Ketentuan Tugas A: Tulis kembali bagian catatan di bawah yang dibuka dengan baris berisi "Q: Find one point on every instance of the silver" dan ditutup dengan baris berisi "(1070, 420)", termasuk kedua baris itu. Perkecil setiap koordinat pada jawabannya dengan mengalikannya 0,2, lalu bulatkan ke bilangan bulat (nilai setengah dibulatkan ke atas).

Teks Sumber:
■ ■ ■
KAPOL.ID – Sidang lanjutan kasus dugaan korupsi Proyek pekerjaan Peningkatan Jalan Keboncau-Kudangwangi, Sumedang pada Rabu (30/11/2022), terungkap soal pengusaha patungan uang.
Diketahui, uang tersebut untuk menyuap seseorang yang mengaku memiliki kedekatan khusus dengan penyidik Komisi Pemberantasan Korupsi (KPK).
Kronologisnya, Dinas PUPR Sumedang pada tahun 2018 ada soal dengan KPK.
Kemudian, ada oknum yang mengatas namakan dekat dengan orang KPK dan bisa membantu mendamaikan masalah tersebut.
Namun, oknum tersebut meminta uang 1.5 miliar yang alasannya untuk orang KPK.
Mengingat dinas tak ada uang, akhirnya meminjam secara udunan keada para pengusaha mitra dinas PUPR Sumedang.
Persoalan tersebut terungkap dalam sidang yang disampaikan saksi terdakwa, Asep Darajat sebagai PPK dalam proyek Jalan Keboncau-Kudangwangi Sumedang tahun 2019.
Sidang yang dipimpin oleh Ketua Majelis Hakim Dodong Iman Rusdani di Ruang Sidang III Soerjadi, Pengadilan Tindak Pidana Korupsi, Bandung Rabu (30/11) itu, juga menghadirkan saksi terdakwa
Heru Heryanto, selaku Dirut PT MMS.
Dalam sidang yang dimulai pukul 13.30 WIB tersebut, terlihat Jaksa Penuntut Umum (JPU) bertanya kepada
Asep Darajat.
Pertanyaan JPU, diantaranya perihal mekanisme penyedia jasa konsultasi perencanaan dan pengawasan.
Bahkan, hakim meminta penjelasan dari saksi terdakwa terkait proses lelang dan keterlibatannya dalam pengujian bersama BPK RI perwakilan Jawa Barat.
Asep terlihat lancar menjawab setiap pertanyaan yang dilontarkan JPU kendati sedikit grogi.
Pertanyaan JPU mengarah pada sejak kapan kenal dengan Usep Saepudin yang diketahui sebagai pelaksana dari PT. MMS.
“Saya kenal Mang Usep sudah lama. Karena memang Mang Usep sudah sering menggerjakan proyek-proyek di Sumedang,” ujar dia seraya berucap beban pekerjaan sebagai PPK dalam proyek di Sumedang terbilang volumenya tinggi.
Dalam kesempatan itu, Asep berucap jika dirinya tahu Usep yang akrab disapa Mang Usep dalam proyek itu sebagai pelaksana.
Menurut dia, Mang Usep bersama sejumlah pengusaha lainnya, pernah membantu Dinas PUPR Sumedang yang kesulitan uang.
Uang itu, untuk menutup permintaan seseorang (oknum), yang alasannya membantu dinas dengan menyuap orang KPK.
■ ■ ■
Data Tugas:
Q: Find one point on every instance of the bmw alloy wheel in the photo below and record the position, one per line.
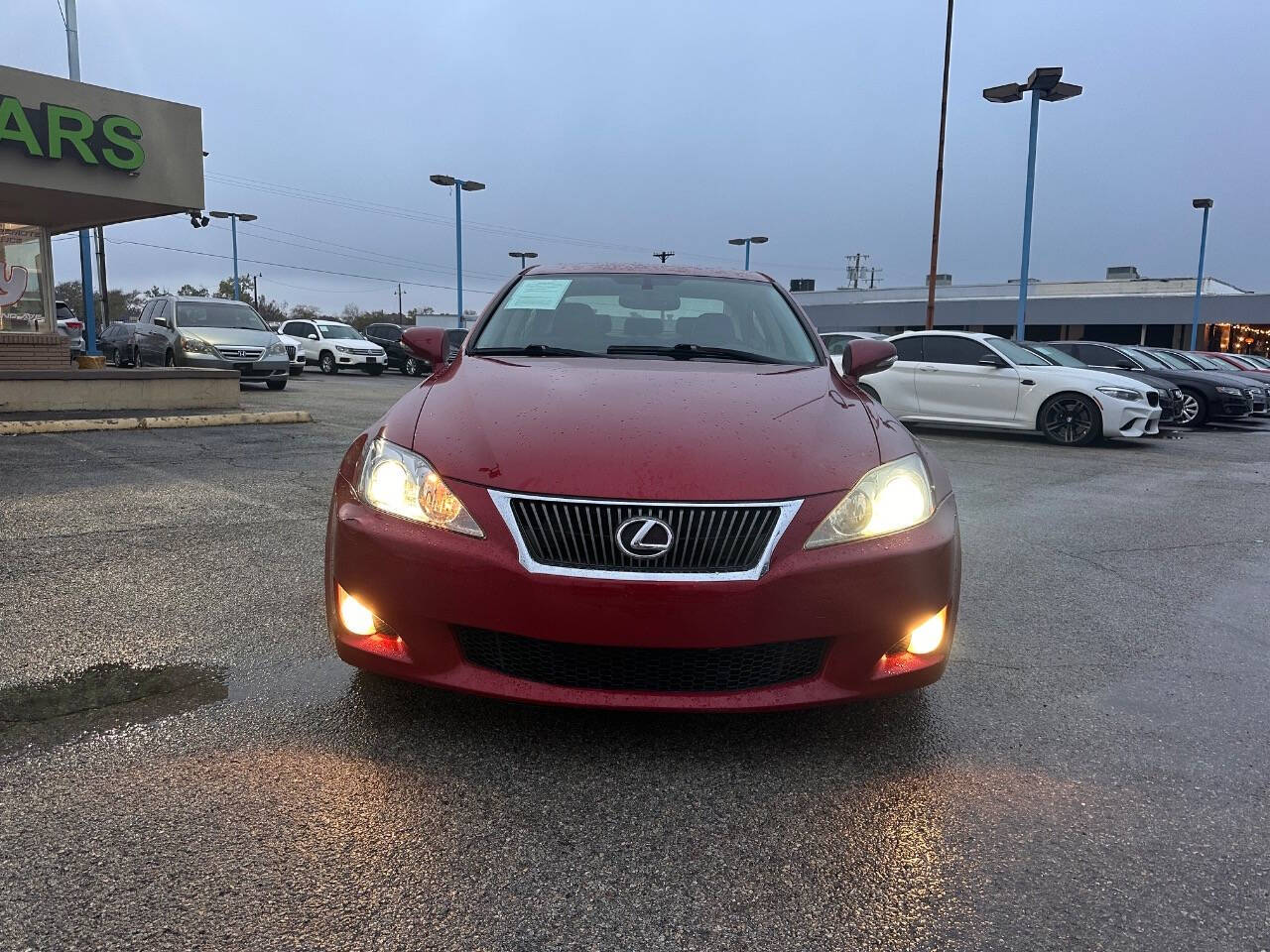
(1069, 419)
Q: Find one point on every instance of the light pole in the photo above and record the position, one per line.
(235, 217)
(747, 243)
(1206, 204)
(463, 185)
(1044, 82)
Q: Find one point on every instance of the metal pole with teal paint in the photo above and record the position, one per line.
(1206, 203)
(234, 232)
(458, 185)
(752, 239)
(1021, 316)
(1044, 82)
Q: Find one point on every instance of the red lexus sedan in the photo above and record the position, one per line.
(644, 488)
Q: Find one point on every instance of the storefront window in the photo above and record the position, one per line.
(24, 262)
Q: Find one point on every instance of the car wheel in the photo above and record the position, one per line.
(1192, 409)
(1071, 419)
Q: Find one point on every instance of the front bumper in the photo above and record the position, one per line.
(264, 368)
(430, 585)
(1121, 417)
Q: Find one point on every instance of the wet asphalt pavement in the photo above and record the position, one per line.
(186, 765)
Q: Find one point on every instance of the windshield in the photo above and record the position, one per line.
(654, 313)
(1017, 354)
(1151, 359)
(232, 315)
(1057, 356)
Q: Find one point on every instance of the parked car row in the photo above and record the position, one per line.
(1071, 391)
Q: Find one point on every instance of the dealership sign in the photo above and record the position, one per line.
(59, 132)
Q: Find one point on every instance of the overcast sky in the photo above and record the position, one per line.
(607, 131)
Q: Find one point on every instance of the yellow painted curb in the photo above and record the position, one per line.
(16, 428)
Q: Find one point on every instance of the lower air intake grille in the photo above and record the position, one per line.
(670, 669)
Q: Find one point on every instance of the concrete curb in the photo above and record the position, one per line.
(16, 428)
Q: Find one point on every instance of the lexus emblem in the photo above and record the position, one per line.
(644, 537)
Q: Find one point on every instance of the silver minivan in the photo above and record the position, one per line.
(213, 334)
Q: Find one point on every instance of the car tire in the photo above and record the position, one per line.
(1193, 409)
(1070, 420)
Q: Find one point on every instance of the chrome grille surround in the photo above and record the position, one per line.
(784, 511)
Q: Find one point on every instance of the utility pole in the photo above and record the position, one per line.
(85, 244)
(939, 175)
(100, 275)
(855, 271)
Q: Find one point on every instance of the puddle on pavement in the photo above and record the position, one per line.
(100, 699)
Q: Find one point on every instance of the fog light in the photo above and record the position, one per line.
(929, 635)
(354, 616)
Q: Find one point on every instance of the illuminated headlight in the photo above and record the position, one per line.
(1133, 397)
(892, 498)
(194, 345)
(404, 484)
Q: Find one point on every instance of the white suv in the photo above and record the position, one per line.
(331, 344)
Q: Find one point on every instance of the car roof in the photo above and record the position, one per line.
(971, 334)
(640, 268)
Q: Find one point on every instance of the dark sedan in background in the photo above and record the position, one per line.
(1205, 397)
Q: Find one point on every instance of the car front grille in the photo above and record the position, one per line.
(240, 353)
(624, 667)
(703, 538)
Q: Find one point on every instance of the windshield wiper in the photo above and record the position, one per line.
(686, 352)
(532, 350)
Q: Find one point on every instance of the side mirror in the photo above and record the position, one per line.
(864, 357)
(429, 343)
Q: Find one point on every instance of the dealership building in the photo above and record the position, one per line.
(1124, 307)
(73, 157)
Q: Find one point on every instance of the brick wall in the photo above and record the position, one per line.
(35, 352)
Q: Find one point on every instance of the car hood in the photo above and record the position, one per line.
(231, 336)
(644, 429)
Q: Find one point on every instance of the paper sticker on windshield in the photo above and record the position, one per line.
(539, 294)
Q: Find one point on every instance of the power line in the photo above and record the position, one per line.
(291, 267)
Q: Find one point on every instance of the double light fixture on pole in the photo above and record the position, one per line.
(462, 185)
(1044, 84)
(235, 217)
(747, 243)
(1206, 204)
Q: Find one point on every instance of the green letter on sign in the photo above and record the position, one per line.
(16, 127)
(126, 135)
(77, 136)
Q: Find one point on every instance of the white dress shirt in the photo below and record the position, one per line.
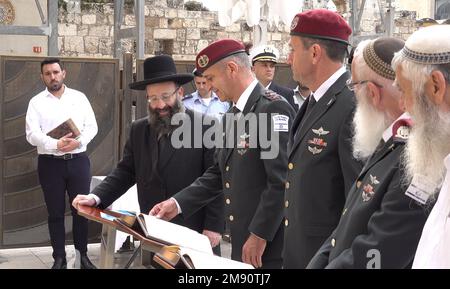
(433, 250)
(242, 101)
(46, 111)
(323, 88)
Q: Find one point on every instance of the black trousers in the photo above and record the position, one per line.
(58, 176)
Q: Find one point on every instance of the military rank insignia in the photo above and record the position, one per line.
(368, 190)
(243, 144)
(317, 144)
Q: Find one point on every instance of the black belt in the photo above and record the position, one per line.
(63, 157)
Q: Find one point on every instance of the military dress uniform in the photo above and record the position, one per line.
(252, 186)
(380, 226)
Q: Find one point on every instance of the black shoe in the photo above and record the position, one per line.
(60, 263)
(85, 263)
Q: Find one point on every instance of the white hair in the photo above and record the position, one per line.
(428, 143)
(369, 123)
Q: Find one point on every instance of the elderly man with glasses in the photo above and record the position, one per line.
(151, 160)
(380, 225)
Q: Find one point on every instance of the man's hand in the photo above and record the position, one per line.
(70, 144)
(253, 249)
(64, 141)
(166, 210)
(214, 237)
(84, 200)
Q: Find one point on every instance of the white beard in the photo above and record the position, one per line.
(428, 143)
(369, 125)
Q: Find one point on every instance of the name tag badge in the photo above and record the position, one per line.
(420, 189)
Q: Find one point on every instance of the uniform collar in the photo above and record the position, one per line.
(242, 101)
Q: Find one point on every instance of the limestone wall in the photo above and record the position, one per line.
(89, 31)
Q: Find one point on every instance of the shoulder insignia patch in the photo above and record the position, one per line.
(271, 95)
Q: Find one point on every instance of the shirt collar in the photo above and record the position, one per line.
(387, 134)
(48, 93)
(242, 101)
(328, 83)
(196, 96)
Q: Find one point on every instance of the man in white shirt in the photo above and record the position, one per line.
(423, 75)
(264, 58)
(62, 163)
(204, 100)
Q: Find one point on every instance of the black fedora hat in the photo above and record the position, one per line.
(160, 68)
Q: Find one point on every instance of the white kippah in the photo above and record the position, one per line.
(429, 45)
(264, 53)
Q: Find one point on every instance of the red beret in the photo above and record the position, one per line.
(322, 24)
(216, 51)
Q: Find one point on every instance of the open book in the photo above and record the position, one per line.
(64, 128)
(184, 248)
(185, 258)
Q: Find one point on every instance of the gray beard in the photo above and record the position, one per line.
(162, 125)
(369, 125)
(428, 143)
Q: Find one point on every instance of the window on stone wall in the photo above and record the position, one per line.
(164, 46)
(442, 9)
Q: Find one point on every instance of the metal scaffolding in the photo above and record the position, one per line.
(386, 13)
(48, 28)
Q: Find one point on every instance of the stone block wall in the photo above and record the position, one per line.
(89, 32)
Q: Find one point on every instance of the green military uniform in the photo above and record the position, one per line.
(253, 187)
(321, 170)
(378, 219)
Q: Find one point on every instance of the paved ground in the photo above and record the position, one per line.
(41, 257)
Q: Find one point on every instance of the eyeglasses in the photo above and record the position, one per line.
(351, 85)
(165, 97)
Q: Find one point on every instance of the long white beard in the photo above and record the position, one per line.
(369, 125)
(428, 143)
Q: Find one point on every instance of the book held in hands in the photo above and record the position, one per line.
(63, 129)
(184, 248)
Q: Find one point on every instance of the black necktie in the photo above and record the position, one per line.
(311, 103)
(234, 110)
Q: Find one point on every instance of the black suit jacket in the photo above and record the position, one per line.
(377, 215)
(158, 179)
(253, 187)
(321, 171)
(285, 92)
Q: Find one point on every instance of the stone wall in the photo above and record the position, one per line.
(170, 29)
(88, 31)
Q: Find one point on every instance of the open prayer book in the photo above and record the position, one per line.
(187, 258)
(64, 128)
(184, 248)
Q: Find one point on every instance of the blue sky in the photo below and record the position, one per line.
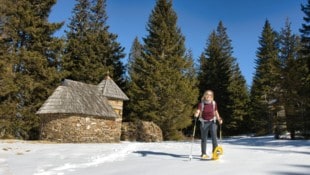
(244, 20)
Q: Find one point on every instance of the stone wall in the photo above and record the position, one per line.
(80, 129)
(141, 131)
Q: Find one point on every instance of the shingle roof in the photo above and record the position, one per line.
(110, 89)
(77, 98)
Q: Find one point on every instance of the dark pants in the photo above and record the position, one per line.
(204, 129)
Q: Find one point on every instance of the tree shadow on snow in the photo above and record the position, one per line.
(305, 168)
(265, 141)
(154, 153)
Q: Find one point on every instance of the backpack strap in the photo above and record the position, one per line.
(214, 117)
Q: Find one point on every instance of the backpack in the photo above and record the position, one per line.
(202, 106)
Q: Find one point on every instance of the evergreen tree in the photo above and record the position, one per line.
(265, 84)
(91, 50)
(220, 73)
(303, 68)
(163, 88)
(29, 61)
(135, 52)
(288, 97)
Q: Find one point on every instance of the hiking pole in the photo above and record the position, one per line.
(193, 137)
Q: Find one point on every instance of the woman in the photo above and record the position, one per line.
(208, 114)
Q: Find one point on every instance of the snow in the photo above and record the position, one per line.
(242, 155)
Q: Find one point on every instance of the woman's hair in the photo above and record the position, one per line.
(204, 97)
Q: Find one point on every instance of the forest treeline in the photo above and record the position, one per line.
(162, 80)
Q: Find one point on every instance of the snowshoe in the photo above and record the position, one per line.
(204, 157)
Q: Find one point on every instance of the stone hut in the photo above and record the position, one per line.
(77, 112)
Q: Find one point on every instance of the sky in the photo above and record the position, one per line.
(244, 20)
(242, 156)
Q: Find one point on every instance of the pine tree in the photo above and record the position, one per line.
(135, 52)
(265, 84)
(303, 68)
(31, 58)
(288, 97)
(163, 89)
(220, 73)
(91, 50)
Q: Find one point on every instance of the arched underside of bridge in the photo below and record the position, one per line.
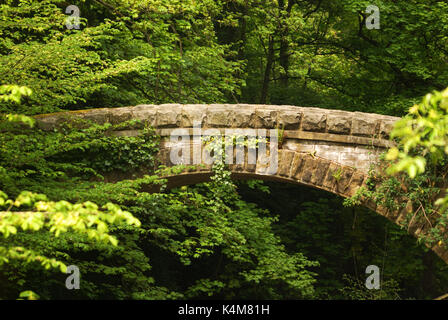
(331, 150)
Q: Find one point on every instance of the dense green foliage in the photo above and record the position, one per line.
(217, 239)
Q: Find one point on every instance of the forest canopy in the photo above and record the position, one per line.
(221, 239)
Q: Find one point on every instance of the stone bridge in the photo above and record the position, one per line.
(330, 150)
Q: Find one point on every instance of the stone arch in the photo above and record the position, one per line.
(325, 149)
■ ■ ■
Ketentuan Tugas B: Tentukan apakah setiap pernyataan berikut sesuai dengan teks sumber tentang sidang kasus korupsi proyek jalan Keboncau-Kudangwangi. Jawab ya atau tidak, lalu kutip kata-kata penentunya dari teks. (i) Oknum tersebut meminta uang sebesar 1,5 miliar. (ii) Sidang itu dimulai pukul 10.00 WIB. (iii) Asep Darajat adalah Dirut PT MMS.

Jawaban Benar A:
Q: Find one point on every instance of the silver minivan in the photo above and record the position, one per line.
(43, 67)
Q: Find one point on every instance of the car tire in the photo above and record the position, one per line.
(239, 82)
(214, 84)

Jawaban Benar B:
(i) Ya: "oknum tersebut meminta uang 1.5 miliar yang alasannya untuk orang KPK"
(ii) Tidak: "Dalam sidang yang dimulai pukul 13.30 WIB tersebut"
(iii) Tidak: "Asep Darajat sebagai PPK dalam proyek Jalan Keboncau-Kudangwangi Sumedang tahun 2019"; Dirut PT MMS adalah "Heru Heryanto, selaku Dirut PT MMS."